What this exercise asks:
1/ Answer these questions using the LSQP passage:
(a) How are the polynomial coefficients computed?
(b) How many polynomials must be evaluated at node i when the stencil is needed?
(c) For eight levels of refinement, what converted macro resolution of the spherical shell should be reached?
2/ Decide whether each statement agrees with the LSQP passage. Answer yes or no, and quote the words that decide it.
(a) In [2], cubic polynomials gave the best compromise between accuracy and runtime performance.
(b) The polynomial coefficients are stored after being computed.
(c) The resolution condition is met by every experiment in Sect. 5.

Text shown:
++++++++

In order to recover the performance of the original HHG implementation also on curved domains we recently proposed an alternative approach in [2] for blockwise constant \(\nu \). It replaces the expensive evaluation of (4) with approximating the values of \(s_{ij}\) by a low-order polynomial. The polynomial coefficients are computed via a least-squares fit in a setup phase and stored. Hence we denote the technique as LSQP. Later, whenever the stencil \(s_{i,:}\) is needed, one has to evaluate 15 polynomials at node i, one for each stencil weight. In [2] quadratic polynomials gave the best compromise between accuracy and runtime performance provided that the coarse scale mesh was fine enough. Furthermore, we showed that this approximation does not violate the optimal approximation order of the \(L^2\)-discretization error for linear finite elements, provided that the pairing of refinement depth L and macro mesh size H is selected carefully. Results for the Laplace operator [2, Table 4.1] indicated that for eight levels of refinement the converted macro resolution of the spherical shell should be at least around 800 km. For the experiments carried out in Sect. 5, this is satisfied except for the smallest run, though even there we find good results, see Table 2.

++++++++

(Collected data entries)
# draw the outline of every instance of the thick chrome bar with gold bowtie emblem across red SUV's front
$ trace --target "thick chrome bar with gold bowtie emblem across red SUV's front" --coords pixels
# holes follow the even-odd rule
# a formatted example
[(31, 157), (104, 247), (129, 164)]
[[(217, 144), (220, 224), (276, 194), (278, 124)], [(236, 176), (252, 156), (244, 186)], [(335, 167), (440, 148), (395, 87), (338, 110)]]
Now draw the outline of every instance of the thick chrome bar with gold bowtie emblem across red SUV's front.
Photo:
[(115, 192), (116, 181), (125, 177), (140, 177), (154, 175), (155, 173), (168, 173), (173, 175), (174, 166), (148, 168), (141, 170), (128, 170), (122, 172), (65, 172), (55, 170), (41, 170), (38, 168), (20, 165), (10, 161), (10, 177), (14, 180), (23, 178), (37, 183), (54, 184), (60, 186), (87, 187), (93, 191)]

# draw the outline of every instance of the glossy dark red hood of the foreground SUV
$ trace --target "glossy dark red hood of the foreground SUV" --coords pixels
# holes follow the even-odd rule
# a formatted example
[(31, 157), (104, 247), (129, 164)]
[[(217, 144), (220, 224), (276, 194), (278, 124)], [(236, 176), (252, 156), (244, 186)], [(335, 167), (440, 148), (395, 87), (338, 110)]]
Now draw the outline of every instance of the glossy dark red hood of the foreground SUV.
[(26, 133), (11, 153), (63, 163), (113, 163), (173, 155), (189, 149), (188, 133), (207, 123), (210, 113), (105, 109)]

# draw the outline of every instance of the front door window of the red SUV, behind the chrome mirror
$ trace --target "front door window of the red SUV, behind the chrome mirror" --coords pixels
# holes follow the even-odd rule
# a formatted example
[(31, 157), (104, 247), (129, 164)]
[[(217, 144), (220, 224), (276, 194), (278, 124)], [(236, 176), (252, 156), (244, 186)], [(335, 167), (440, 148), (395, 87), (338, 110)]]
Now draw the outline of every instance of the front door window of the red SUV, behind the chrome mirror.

++++++++

Solutions:
1/
(a) Via a least-squares fit in a setup phase.
(b) 15, one for each stencil weight.
(c) At least around 800 km.

2/
(a) No: "quadratic polynomials gave the best compromise between accuracy and runtime performance"
(b) Yes: "The polynomial coefficients are computed via a least-squares fit in a setup phase and stored."
(c) No: "this is satisfied except for the smallest run"